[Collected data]
** begin **

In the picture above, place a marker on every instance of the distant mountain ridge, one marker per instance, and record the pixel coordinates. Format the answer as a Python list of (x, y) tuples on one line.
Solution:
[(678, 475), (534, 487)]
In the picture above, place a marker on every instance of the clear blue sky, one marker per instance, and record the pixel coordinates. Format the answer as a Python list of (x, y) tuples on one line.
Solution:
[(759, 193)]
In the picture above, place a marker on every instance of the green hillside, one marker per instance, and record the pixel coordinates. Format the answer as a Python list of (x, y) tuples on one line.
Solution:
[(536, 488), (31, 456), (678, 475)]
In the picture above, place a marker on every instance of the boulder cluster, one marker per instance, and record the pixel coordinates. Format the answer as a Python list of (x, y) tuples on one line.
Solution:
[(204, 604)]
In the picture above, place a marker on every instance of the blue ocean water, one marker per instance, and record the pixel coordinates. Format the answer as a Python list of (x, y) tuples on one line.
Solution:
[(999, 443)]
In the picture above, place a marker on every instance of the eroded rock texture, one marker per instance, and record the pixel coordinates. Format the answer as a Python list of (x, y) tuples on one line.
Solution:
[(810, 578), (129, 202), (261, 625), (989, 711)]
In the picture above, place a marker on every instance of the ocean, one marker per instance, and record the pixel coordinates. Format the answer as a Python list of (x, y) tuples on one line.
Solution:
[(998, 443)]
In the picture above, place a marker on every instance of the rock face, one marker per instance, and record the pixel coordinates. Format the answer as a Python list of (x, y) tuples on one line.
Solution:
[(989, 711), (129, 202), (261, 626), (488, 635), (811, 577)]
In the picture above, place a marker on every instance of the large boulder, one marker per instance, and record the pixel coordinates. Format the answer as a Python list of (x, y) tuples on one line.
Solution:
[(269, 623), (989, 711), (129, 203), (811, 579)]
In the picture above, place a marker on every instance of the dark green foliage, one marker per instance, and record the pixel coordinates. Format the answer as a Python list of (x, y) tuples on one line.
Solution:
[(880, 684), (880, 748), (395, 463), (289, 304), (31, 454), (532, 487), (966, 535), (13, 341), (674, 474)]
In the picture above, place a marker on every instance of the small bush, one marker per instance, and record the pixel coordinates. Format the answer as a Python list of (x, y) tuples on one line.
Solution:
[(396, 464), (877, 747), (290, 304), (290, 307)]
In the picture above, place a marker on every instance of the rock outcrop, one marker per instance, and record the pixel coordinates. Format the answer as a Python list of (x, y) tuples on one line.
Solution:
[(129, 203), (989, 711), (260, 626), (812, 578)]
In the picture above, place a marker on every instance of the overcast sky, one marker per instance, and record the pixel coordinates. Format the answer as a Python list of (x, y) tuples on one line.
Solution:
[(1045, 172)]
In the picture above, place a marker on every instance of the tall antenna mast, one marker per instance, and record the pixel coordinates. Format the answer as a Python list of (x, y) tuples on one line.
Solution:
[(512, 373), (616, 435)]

** end **

> **Stated goal**:
Can you rewrite the listing above so that every "pixel coordinates" becomes "image coordinates", with nothing else altered?

> **Response for this exercise**:
In the picture above, place a marker on every instance of the distant mountain ridge, one marker per instance, and record the image coordinates. Format the answer as a Python list of (x, y) tuples on one line.
Solution:
[(678, 475), (534, 487)]
In the picture above, place a marker on every instance of the clear blue sky, one marker per instance, and record the image coordinates. Format the answer as a Python list of (x, y) tuples on one line.
Solution:
[(759, 193)]
In the picture above, place a marker on every instance of the green hillside, one marker per instance, and record the image coordinates. Format the answer as a Python list of (x, y) tuples on one line.
Solution:
[(536, 488), (31, 456), (678, 475)]
In the picture above, place a marker on every instance of the boulder cluster, one marker per instance, and record the image coordinates. Format the answer as a Python list of (x, y) tuples on one line.
Solution:
[(204, 604)]
In the picture above, place a marker on every instance of the blue ocean water, one marker per instance, and record the image coordinates. Format the answer as a Python list of (x, y) tuples on one line.
Solution:
[(999, 443)]
In the picture above, place a marker on every instance of the eroded rock texture, one marker per instance, and record the image coordinates. Format the answer as a Python list of (x, y) tuples on one line.
Solution:
[(810, 578), (129, 202), (261, 625), (989, 711)]
In the picture above, place a marker on every instance of the ocean, one marker per instance, and record the image coordinates. Format the answer as a Python list of (x, y) tuples on one line.
Solution:
[(998, 443)]
In the picture above, place a marker on every instance of the rock face, one marker per instance, and record the image coordinates. Format the answer as a Python list of (x, y) tuples on one line.
Solution:
[(989, 711), (129, 202), (261, 626), (488, 635), (811, 577)]
In the picture above, place a marker on every instance of the large boulder, one marker per instance, and record the image coordinates. Format the answer as a Python list of (x, y) tuples on one line.
Solution:
[(269, 623), (989, 711), (129, 203), (811, 579)]
In the picture above, place a marker on every instance of the dark green foliage, one marker per instance, and record the image coordinates. Format the answer as a Python list of (x, y) tuples on one line.
Solution:
[(880, 684), (880, 748), (395, 463), (289, 304), (31, 454), (532, 487), (966, 535), (13, 341), (674, 474)]
In the picture above, place a marker on every instance of the small bush, one marker per instance, and record the image coordinates. Format the answer as a Python list of (x, y) tuples on one line.
Solution:
[(396, 464), (877, 747), (290, 304), (290, 307)]
In the picture above, place a marker on every instance of the rock outcrop, one marker per instance, and record the image coordinates. Format the answer as a Python list of (x, y) tuples on one line.
Solution:
[(129, 203), (989, 711), (260, 626), (812, 578)]
In the picture above, place a marker on every instance of the overcast sky, one marker per instance, and record the image coordinates. Format the answer as a Python list of (x, y) tuples on one line.
Solution:
[(1045, 172)]
In the picture above, place a marker on every instance of the tall antenna mast, one marker per instance, and record the image coordinates. Format the answer as a Python list of (x, y) tuples on one line.
Solution:
[(512, 373), (616, 435)]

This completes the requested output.